TRECHO SELECIONADO:
Um meio técnico rarefeito e o longo período de produção para as demandas locais A porção territorial que hoje conhecemos como Triângulo Mineiro resulta de uma expansão da ocupação territorial na colônia, processo este que, a partir do século XVIII, alcança novas áreas no Mato Grosso e em Goiás; expansão e ocupação estas animadas pela busca por recursos minerais, notadamente o ouro e pedras preciosas. De certo modo, foi a partir de “caminhos” que pendiam dos fluxos de São Paulo e também das regiões mineradoras do centro das Minas Gerais em direção à capitania de Goiás (na segunda metade do século XVIII) (LOURENÇO, 2005), mas também de caminhos que no século XIX se estendem de Minas Gerais para o atual Mato Grosso do Sul, que ocorre o surgimento dos primeiros aldeamentos e núcleos no então denominado Sertão da Farinha Podre - área que pertenceu à capitania de Goiás e, no ano de 1816, fora transferida para Minas Gerais e anexada à comarca de Paracatu, principal núcleo do oeste mineiro (LOURENÇO, 2010, p.35). No século XIX, e na medida em que se exauria a mineração, a área que hoje compõe o Triângulo Mineiro inicia um processo de ocupação propriamente dita, ou seja, deixa de ser um “espaço de passagem” para o interior do Brasil e conhece atividades produtivas agrícolas e pastoris que, decantadas, formam um meio técnico ainda muito incipiente. Marcado pela produção extensiva de animais (inclusive para o abastecimento de outras áreas) e de uma agricultura bastante incipiente, e no mais das vezes exigente de importações, os primeiros objetos técnicos (engenhos) que denunciam uma produção rústica e artesanal de derivados de cana na região aparecem com alguma importância já em meados do século XIX, ainda que tal produção fosse incapaz de suprir as próprias demandas locais (LOURENÇO, 2010, p.193).

INSTRUÇÃO 1:
Nas linhas abaixo, reproduza sem nenhuma alteração o trecho que vai da linha que contém "of the green" até a linha que contém "<point>350,416</point>", incluindo as duas.

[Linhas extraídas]
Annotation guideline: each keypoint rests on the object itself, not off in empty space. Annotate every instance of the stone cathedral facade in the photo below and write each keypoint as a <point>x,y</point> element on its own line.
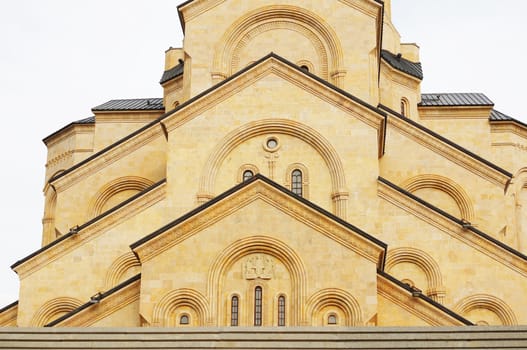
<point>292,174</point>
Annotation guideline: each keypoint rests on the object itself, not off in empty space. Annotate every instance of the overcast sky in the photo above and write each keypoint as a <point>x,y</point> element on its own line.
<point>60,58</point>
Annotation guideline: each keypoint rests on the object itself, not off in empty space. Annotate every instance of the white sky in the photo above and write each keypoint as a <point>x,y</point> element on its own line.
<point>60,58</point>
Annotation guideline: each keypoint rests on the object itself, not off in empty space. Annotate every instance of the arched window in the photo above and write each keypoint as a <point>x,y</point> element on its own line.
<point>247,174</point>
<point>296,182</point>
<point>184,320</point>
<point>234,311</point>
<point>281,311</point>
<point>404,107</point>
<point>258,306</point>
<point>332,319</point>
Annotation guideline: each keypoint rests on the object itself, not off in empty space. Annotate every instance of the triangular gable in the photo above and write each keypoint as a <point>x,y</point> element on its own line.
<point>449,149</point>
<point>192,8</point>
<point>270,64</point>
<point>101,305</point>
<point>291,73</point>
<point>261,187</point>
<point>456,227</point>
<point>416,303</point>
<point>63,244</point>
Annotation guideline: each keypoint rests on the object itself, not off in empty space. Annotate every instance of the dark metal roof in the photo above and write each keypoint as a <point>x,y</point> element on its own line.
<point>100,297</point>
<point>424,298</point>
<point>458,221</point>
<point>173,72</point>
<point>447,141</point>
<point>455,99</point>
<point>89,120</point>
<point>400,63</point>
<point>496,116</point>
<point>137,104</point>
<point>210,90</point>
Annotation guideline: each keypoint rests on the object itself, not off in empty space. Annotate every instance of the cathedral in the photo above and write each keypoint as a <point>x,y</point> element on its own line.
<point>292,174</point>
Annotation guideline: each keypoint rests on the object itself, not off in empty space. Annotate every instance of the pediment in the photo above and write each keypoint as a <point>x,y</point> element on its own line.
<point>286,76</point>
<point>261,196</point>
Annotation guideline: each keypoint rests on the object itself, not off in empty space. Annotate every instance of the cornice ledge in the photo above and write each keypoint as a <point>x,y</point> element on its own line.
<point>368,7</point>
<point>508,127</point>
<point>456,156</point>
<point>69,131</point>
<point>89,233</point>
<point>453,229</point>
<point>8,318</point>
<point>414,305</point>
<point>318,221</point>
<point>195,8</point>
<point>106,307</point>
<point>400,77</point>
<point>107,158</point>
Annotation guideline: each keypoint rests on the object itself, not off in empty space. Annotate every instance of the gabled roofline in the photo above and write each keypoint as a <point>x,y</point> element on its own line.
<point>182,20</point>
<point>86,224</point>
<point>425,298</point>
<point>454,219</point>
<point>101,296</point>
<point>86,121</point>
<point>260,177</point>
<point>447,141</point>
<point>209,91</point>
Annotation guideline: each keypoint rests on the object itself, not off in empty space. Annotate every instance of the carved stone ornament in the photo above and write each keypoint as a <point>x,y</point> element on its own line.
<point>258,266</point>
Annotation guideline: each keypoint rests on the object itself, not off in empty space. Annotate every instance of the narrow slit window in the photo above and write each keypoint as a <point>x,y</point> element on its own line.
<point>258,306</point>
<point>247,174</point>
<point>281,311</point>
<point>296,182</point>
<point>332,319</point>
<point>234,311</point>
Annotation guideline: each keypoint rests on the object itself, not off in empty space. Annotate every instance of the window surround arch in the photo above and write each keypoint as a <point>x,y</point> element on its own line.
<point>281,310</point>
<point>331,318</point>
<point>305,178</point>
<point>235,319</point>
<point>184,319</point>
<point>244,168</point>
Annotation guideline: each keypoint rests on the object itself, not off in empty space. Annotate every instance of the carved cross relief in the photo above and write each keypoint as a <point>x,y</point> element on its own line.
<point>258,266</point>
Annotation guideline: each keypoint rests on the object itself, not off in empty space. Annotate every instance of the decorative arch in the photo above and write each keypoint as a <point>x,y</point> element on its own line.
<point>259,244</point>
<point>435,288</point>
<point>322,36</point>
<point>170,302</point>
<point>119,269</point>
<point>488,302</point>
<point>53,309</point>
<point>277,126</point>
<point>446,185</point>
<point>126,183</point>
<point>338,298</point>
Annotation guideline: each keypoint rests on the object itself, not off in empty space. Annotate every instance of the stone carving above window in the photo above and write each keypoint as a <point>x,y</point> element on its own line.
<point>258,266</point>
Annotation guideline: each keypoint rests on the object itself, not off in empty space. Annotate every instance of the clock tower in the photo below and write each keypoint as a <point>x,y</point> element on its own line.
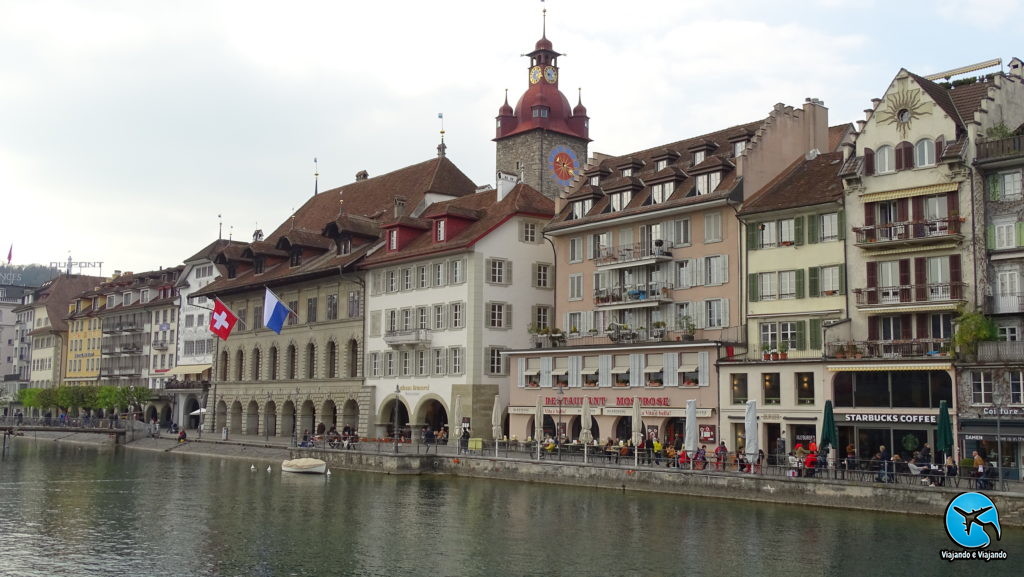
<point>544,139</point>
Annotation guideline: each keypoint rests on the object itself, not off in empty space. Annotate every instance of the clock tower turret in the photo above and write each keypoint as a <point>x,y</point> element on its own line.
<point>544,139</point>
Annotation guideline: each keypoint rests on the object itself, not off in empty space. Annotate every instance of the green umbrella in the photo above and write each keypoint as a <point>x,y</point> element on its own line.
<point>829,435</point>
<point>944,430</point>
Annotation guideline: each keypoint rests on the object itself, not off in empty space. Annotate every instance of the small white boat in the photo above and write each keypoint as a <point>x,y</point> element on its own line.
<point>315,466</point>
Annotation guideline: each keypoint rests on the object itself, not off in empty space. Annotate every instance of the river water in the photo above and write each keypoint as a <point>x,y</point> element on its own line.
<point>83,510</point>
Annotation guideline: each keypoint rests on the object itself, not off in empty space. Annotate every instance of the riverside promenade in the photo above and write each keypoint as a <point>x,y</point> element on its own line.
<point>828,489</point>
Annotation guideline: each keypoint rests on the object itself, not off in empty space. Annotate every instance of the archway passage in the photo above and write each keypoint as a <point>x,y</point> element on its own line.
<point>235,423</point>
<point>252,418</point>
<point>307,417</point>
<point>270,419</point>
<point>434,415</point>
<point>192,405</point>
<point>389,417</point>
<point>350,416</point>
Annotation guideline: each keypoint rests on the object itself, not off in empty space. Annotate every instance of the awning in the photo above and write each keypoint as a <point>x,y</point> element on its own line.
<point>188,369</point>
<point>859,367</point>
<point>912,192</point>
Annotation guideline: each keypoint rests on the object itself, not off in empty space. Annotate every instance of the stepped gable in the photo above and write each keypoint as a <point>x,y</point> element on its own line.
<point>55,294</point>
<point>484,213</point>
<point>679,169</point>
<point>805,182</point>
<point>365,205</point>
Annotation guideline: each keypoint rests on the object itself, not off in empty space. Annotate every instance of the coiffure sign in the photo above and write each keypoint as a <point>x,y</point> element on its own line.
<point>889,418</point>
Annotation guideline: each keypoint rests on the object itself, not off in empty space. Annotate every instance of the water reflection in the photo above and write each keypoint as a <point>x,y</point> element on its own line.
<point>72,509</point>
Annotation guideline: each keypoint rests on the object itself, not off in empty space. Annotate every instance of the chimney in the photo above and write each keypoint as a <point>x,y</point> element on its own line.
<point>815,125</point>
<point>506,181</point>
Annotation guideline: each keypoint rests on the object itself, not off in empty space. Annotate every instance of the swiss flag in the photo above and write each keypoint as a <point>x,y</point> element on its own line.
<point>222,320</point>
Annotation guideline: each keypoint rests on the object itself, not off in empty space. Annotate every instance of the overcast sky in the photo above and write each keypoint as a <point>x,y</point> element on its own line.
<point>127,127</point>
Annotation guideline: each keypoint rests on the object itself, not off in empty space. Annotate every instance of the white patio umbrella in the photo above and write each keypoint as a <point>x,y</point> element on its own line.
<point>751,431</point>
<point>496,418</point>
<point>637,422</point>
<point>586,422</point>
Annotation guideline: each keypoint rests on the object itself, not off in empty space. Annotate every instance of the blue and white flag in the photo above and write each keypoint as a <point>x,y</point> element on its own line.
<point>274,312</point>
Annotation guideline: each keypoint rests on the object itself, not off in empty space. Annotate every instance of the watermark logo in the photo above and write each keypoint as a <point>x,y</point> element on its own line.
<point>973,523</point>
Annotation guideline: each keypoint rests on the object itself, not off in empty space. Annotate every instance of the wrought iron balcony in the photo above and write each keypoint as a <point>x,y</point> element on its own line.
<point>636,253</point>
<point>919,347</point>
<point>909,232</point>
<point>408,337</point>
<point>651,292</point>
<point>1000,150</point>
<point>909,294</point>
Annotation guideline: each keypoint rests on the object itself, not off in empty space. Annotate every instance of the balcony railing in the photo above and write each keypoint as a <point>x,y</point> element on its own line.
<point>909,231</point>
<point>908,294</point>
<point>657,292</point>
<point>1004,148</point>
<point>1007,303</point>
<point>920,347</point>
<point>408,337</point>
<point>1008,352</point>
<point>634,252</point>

INSTRUÇÃO 2:
Segundo o trecho selecionado, em que ano o Sertão da Farinha Podre foi transferido para Minas Gerais?

SOLUÇÃO ESCRITA 1:
Annotation guideline: each keypoint rests on the object itself, not off in empty space. Annotate every instance of the green umbrella in the photo above and write each keypoint as a <point>x,y</point> element on its own line.
<point>829,435</point>
<point>944,430</point>
Annotation guideline: each keypoint rests on the object itself, not off in empty space. Annotate every instance of the small white boat in the photo above and write each keypoint as a <point>x,y</point> element on its own line.
<point>315,466</point>
Annotation guideline: each keypoint rests on the object itself, not off in empty space. Annotate every instance of the river water in the photo above and write each keypoint as a <point>x,y</point> element on its own line.
<point>83,510</point>
Annotation guideline: each keypoint rests on the object itself, not off in empty space. Annotate every instance of the riverside promenade in the photo above and write each keypoint as a <point>x,y</point> element on its own line.
<point>828,489</point>
Annotation guideline: each keypoint rests on the object itself, not off in empty space. Annotate every instance of the archway passage in the photo above and write each keypoint as a <point>x,y</point> element on its own line.
<point>235,423</point>
<point>252,418</point>
<point>307,417</point>
<point>270,419</point>
<point>434,415</point>
<point>192,405</point>
<point>389,417</point>
<point>350,416</point>

SOLUÇÃO ESCRITA 2:
Em 1816.